## Provided records
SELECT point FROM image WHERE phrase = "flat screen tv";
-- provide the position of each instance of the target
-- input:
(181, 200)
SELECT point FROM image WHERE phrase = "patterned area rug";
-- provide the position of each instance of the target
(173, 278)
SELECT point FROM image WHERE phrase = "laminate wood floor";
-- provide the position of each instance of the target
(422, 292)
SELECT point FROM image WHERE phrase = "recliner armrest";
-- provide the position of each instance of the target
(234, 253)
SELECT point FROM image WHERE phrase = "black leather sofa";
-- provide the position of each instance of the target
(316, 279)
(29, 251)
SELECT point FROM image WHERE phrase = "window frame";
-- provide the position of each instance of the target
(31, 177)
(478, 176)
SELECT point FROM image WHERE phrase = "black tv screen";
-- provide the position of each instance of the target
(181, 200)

## What is needed
Lines that contain "phrase" are the result; find them in the entries above and copy each one.

## The answer
SELECT point FROM image WHERE phrase = "flat screen tv";
SELECT point FROM image WHERE phrase = "patterned area rug";
SELECT point FROM image WHERE phrase = "laminate wood floor";
SELECT point FROM image WHERE phrase = "recliner armrest";
SELECT point FROM image WHERE phrase = "black leather sofa";
SELECT point FROM image WHERE phrase = "window frame";
SELECT point FROM image WHERE phrase = "black tv screen";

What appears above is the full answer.